[Natural-language object grounding data]

[Start of Attachment]

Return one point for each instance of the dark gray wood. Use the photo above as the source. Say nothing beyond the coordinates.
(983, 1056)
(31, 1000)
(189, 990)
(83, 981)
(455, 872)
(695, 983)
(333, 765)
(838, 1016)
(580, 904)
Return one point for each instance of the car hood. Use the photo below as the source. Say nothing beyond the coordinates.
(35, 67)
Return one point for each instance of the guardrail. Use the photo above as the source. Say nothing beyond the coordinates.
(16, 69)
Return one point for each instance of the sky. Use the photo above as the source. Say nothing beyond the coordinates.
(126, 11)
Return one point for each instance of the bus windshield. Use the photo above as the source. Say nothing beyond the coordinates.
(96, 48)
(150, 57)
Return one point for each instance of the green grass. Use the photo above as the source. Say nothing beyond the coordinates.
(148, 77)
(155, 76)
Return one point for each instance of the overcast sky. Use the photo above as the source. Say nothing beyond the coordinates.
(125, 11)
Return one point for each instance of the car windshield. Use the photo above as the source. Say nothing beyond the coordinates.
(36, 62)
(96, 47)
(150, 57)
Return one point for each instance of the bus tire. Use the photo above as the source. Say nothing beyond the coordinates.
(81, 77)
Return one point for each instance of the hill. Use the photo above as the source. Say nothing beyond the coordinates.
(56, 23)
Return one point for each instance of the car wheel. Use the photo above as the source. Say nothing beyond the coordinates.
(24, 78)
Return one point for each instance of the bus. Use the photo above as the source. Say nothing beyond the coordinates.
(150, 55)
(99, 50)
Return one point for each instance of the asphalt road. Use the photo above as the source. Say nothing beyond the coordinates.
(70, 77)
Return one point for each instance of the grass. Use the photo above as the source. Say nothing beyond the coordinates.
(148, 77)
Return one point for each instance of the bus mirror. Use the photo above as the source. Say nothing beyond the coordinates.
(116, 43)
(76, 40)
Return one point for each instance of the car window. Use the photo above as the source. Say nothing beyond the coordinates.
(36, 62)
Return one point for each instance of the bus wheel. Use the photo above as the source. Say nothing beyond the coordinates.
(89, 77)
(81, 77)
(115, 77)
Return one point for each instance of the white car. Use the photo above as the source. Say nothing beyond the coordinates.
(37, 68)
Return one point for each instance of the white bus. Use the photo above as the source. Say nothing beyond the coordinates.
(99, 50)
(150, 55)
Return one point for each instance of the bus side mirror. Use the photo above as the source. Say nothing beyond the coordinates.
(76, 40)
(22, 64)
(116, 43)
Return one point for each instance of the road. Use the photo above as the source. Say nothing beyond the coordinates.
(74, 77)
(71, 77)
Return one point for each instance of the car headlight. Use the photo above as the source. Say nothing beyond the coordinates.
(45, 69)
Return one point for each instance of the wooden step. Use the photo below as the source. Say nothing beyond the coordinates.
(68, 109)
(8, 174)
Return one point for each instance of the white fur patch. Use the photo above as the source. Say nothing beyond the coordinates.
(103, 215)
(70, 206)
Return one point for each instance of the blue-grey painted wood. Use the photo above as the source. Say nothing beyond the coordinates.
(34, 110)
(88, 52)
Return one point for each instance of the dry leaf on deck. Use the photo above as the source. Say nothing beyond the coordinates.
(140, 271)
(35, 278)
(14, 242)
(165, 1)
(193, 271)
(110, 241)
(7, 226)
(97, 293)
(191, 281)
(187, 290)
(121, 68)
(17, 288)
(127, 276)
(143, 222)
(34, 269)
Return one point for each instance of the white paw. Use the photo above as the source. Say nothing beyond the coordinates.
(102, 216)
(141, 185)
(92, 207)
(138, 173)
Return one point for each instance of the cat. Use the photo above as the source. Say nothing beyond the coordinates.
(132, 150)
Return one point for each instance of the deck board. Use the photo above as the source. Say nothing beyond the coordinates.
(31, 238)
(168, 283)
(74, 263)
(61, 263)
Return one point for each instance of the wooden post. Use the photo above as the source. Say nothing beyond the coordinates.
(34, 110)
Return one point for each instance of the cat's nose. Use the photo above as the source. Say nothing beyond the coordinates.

[End of Attachment]

**Task prompt**
Write out all the entries exactly.

**Result of the exercise**
Return one point for each instance of the dark gray wood. Use the photo above as the source. Say nothing beyond the coordinates.
(983, 1056)
(31, 1000)
(189, 990)
(83, 981)
(455, 872)
(695, 983)
(333, 765)
(838, 1016)
(580, 904)
Return one point for each instance of the car hood. Use the photo below as the source. Say nothing beyond the coordinates.
(35, 67)
Return one point for each instance of the guardrail. Use the photo above as the source. Say nothing beyond the coordinates.
(16, 69)
Return one point for each instance of the sky. Use the photo above as the source. Say nothing beyond the coordinates.
(126, 11)
Return one point for each instance of the bus windshield. Use the photo above as the source. Say nothing beyond the coordinates.
(96, 48)
(150, 57)
Return one point for each instance of the green grass. Use the photo above as the source. Say nothing beyond the coordinates.
(148, 77)
(155, 76)
Return one point for each instance of the overcast sky. Use the photo above as the source. Say nothing beyond the coordinates.
(125, 11)
Return one point for each instance of the car windshield. Use the photo above as the source. Say nothing beyond the coordinates.
(36, 62)
(96, 47)
(150, 57)
Return one point for each instance of the bus tire. Use the photo above as the source. Say nothing beyond the coordinates.
(81, 77)
Return one point for each instance of the hill. Use the photo above as the source. Say nothing beyond the coordinates.
(56, 23)
Return one point for each instance of the car wheel. Use the photo above as the source. Say nothing beyond the coordinates.
(24, 78)
Return one point for each instance of the bus. Use the photo above as the source. Say nothing beyond the coordinates.
(150, 55)
(99, 50)
Return one point for each instance of the asphalt road. Use the photo above as the source. Say nothing beyond the coordinates.
(70, 77)
Return one point for each instance of the grass. Use the photo above as the source. Say nothing beyond the coordinates.
(148, 77)
Return one point for each instance of the bus mirror. Use the photo above as the source. Say nothing beyond the coordinates.
(116, 43)
(76, 40)
Return one point for each instance of the car window. Use the photo above as the source. Say nothing beyond the coordinates.
(36, 62)
Return one point for each instance of the bus wheel. Use the photo above as the source. Say nothing beyond the coordinates.
(89, 77)
(81, 77)
(115, 77)
Return one point for each instance of the white car. Use the photo above as the source. Say nothing beyond the coordinates.
(37, 68)
Return one point for each instance of the white bus. Use the photo above as the source. Say nothing beyond the coordinates.
(99, 50)
(150, 55)
Return one point for each instance of the bus side mirror. Use the photo above as the source. Say nothing beyond the coordinates.
(76, 40)
(22, 64)
(116, 43)
Return one point for each instance of the road. Use the photo above as the source. Say nothing beyond the coordinates.
(74, 77)
(71, 77)
Return one point for each instance of the car headlight. Use the photo above as the source. Say nothing beyond the coordinates.
(45, 69)
Return one point for each instance of the wooden step. Use the photo below as the source. Say nothing beyond the coordinates.
(68, 109)
(8, 174)
Return one point for each instance of the white fur patch. Use the photo above as the source. Say nothing beyond the coordinates.
(103, 215)
(70, 206)
Return one point for each instance of the blue-grey painted wood. Use the photo above as the source. Say nothing beyond the coordinates.
(34, 110)
(88, 52)
Return one point for each instance of the dry leaf on deck. Use the photo above as the source. Say nothing beyond the coordinates.
(140, 271)
(35, 278)
(14, 242)
(165, 1)
(193, 271)
(110, 241)
(7, 226)
(97, 293)
(191, 281)
(187, 290)
(121, 68)
(17, 288)
(127, 276)
(143, 222)
(34, 269)
Return one point for each instance of the white paw. Use the photo above as the source. Say nothing beyond the coordinates.
(102, 216)
(141, 185)
(92, 207)
(138, 173)
Return one point for each instance of the cat. Use the photo above as the source. Say nothing beyond the coordinates.
(132, 150)
Return one point for each instance of the deck board. Use the photo above as the source. Say nothing beyond the coordinates.
(31, 238)
(168, 283)
(74, 263)
(61, 263)
Return one point for each instance of the wooden post. Use the photo above as the source. Say nothing beyond the coordinates.
(34, 110)
Return one point for each instance of the cat's nose. Use the photo above as the source. Say nothing beyond the coordinates.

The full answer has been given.